> [ASSIGNED TASK 1]: In the passage on why squid turn white after death, what are the pigment compounds inside the chromatophore sacs called?
> [ASSIGNED TASK 2]: Continue the passage on why squid turn white after death, starting right after its last sentence.

** SELECTED EXTRACT follows **

The structural color system shuts down in a parallel way. Without acetylcholine being released into the iridophore layer, the reflecting plates inside those cells rehydrate and swell back to their resting thickness. At rest, the material inside these plates has roughly the same optical density as the water surrounding them, so there’s no contrast to produce a reflection. The cells become essentially transparent. Researchers at UC Santa Barbara showed that this transition is reversible in living tissue: wash acetylcholine away and the cells go clear, apply it again and they snap back to bright white or vivid color. In a dead squid, of course, the “apply it again” step never comes.
The pigments themselves, compounds called ommochromes, don’t instantly break down. They’re still physically present inside the collapsed chromatophore sacs. The whitening isn’t caused by pigment destruction. It’s caused by the mechanical collapse of the structures that display those pigments.
The Role of Rigor Mortis
The transition from colorful to white isn’t always instantaneous. After death, the muscles attached to the chromatophores are no longer under neural control, but they don’t all relax at once. Some chromatophores remain partially expanded for a period, which is why a freshly caught squid still shows dark purple or reddish skin. The gradual relaxation of these muscles concludes roughly with the onset of rigor mortis in the mantle muscles, completing the shift from dark to light over the course of hours.
Studies tracking skin color in two species of squid during ice-cold storage found a surprisingly complex timeline. Japanese common squid showed dark purple-red skin immediately after catch, turned noticeably lighter within about 3 hours, then partially recovered some dark color over the next 48 hours before fading to nearly white by 120 hours (5 days). Spear squid followed a similar but faster pattern, becoming largely transparent within 3 hours, partially darkening again over the next 36 hours, then settling into a permanent white by 120 hours. That temporary darkening in the middle likely reflects the stiffening phase of rigor mortis briefly re-tensioning the chromatophore muscles before they fully break down.

** End of SELECTED EXTRACT **
** THE DATA follows **

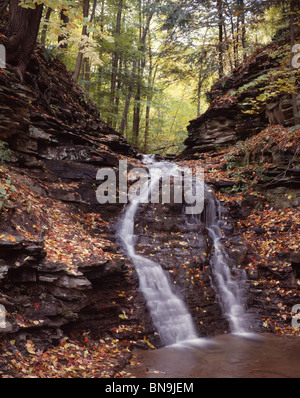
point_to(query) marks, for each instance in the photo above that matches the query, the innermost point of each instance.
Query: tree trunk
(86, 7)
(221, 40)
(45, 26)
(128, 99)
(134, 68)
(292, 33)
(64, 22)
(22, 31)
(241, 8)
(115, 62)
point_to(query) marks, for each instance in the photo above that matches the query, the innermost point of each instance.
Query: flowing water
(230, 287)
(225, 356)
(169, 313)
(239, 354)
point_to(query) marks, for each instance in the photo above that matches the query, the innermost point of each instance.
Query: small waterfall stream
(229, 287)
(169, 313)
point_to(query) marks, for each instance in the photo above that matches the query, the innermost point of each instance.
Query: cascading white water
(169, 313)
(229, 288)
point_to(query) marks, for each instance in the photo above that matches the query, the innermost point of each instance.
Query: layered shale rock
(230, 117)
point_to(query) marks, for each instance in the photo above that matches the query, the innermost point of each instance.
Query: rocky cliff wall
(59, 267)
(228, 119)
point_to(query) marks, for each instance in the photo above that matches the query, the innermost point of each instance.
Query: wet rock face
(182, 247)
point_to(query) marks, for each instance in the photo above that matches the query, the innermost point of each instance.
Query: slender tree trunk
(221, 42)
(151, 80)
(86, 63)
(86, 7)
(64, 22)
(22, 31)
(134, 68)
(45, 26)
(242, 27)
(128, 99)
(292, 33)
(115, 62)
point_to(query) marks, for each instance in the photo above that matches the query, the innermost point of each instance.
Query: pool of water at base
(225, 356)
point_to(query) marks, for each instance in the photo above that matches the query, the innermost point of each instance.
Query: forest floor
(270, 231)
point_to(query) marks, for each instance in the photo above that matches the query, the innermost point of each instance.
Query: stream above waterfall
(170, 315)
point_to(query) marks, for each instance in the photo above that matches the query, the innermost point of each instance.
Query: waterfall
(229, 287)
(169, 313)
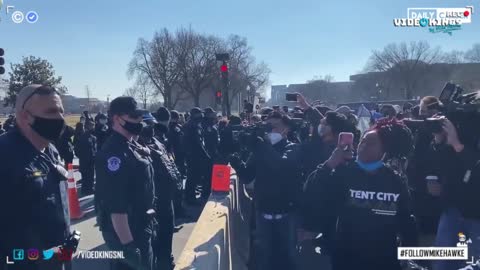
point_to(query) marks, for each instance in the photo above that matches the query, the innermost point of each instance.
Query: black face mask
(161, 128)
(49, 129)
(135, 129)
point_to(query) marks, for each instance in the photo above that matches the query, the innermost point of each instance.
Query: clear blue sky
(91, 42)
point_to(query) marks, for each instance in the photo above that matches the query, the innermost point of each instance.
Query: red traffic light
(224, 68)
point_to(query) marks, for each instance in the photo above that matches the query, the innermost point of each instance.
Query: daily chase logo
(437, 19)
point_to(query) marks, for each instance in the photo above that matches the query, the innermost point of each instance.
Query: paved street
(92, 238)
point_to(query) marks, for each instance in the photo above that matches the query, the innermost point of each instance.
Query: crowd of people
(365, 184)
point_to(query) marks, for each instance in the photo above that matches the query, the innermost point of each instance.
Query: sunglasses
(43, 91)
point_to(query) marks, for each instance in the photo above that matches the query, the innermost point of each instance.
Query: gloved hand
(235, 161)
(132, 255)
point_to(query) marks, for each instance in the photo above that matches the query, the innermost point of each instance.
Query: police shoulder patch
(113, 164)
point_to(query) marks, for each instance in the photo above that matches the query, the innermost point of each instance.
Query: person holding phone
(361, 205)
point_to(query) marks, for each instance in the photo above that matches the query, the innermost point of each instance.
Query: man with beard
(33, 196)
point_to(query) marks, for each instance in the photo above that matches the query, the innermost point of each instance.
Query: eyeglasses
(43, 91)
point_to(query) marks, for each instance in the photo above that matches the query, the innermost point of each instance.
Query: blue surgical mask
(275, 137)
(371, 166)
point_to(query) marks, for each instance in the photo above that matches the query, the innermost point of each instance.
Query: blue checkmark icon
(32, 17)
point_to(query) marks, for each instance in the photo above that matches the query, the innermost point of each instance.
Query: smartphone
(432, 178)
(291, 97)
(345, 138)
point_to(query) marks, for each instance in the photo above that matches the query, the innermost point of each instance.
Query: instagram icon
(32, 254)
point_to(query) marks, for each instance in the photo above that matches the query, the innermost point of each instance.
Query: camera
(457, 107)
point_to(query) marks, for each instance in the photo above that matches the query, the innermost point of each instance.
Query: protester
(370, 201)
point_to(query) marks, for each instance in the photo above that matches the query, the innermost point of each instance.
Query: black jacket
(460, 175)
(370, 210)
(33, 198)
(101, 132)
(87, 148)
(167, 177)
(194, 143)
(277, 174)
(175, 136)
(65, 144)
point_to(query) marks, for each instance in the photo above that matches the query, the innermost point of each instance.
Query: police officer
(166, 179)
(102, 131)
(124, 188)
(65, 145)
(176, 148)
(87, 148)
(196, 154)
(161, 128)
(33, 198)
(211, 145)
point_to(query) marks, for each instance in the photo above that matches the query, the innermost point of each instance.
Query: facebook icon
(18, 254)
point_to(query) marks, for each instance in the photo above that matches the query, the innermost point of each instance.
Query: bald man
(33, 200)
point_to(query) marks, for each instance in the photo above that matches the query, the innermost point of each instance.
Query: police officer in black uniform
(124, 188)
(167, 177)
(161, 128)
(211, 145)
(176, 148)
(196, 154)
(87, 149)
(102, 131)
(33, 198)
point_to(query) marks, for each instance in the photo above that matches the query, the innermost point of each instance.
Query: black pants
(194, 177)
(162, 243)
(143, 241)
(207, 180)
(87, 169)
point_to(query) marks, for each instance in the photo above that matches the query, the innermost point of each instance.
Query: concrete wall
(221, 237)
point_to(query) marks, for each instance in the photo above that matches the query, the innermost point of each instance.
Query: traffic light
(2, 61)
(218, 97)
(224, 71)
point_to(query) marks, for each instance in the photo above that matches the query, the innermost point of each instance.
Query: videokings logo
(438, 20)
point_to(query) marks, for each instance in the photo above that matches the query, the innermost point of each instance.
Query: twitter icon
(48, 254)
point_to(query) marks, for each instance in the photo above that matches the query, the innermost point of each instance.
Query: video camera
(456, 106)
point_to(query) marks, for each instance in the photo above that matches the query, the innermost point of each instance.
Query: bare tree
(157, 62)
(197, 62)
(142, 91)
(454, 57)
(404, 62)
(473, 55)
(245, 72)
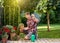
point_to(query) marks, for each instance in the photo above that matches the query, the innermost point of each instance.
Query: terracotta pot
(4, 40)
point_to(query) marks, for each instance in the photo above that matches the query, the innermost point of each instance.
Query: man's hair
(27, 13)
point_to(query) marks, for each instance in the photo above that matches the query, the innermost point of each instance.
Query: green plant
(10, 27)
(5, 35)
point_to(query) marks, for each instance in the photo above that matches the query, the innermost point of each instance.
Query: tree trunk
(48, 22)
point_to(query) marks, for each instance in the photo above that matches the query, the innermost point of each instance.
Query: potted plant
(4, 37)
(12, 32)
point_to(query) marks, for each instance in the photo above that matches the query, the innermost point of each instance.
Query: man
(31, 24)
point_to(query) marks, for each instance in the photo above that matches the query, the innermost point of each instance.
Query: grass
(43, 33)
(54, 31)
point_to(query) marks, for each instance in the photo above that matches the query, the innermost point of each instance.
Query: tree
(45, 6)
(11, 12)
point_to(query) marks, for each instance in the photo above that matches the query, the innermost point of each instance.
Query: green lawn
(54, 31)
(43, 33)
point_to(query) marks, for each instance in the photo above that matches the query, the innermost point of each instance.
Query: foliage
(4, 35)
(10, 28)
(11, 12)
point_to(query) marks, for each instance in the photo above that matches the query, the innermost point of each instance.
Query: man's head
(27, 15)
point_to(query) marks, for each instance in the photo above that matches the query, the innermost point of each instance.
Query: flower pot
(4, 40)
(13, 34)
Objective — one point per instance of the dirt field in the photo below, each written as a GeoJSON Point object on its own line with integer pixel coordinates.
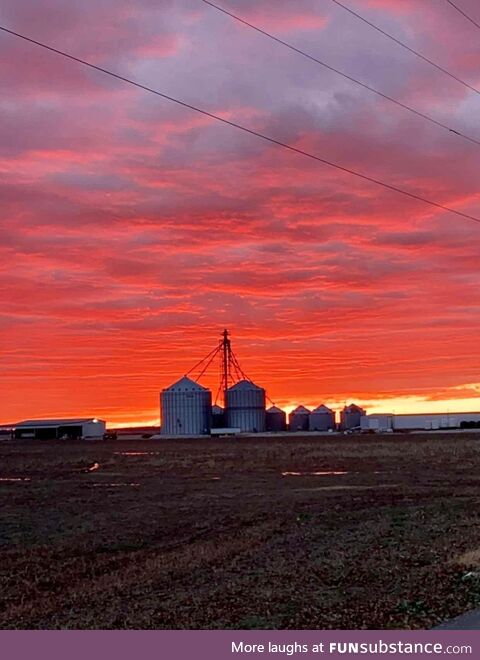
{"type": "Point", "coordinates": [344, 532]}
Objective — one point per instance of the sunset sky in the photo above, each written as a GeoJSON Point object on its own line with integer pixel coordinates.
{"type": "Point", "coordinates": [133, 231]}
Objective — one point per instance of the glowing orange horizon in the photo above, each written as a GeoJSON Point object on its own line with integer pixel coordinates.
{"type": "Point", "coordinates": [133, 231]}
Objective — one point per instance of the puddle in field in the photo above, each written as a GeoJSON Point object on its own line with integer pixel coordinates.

** End of THE DATA **

> [RESPONSE 1]: Ommochromes.

> [RESPONSE 2]:
Why the Default State Is Pale
The key insight is that color in squid skin is an active process, not a passive one. A squid has to spend energy to look colorful. The resting state of every component, chromatophores with relaxed muscles, iridophores without acetylcholine, leucophores without stimulation, is pale, translucent, or white. This is the opposite of how color works in most animals. A parrot’s feather is red whether the bird is alive or dead because the pigment is locked into a fixed structure. A squid’s color, by contrast, is more like an image on a screen: it only exists while the system is powered on.
This design makes biological sense. Squids use rapid color change for camouflage, communication, and hunting. A system that defaults to “off” and activates only specific elements on demand gives them extraordinary control. They can flash a threat display, match a sandy bottom, or signal a mate in fractions of a second. The tradeoff is that the whole display goes dark permanently once the brain stops running it.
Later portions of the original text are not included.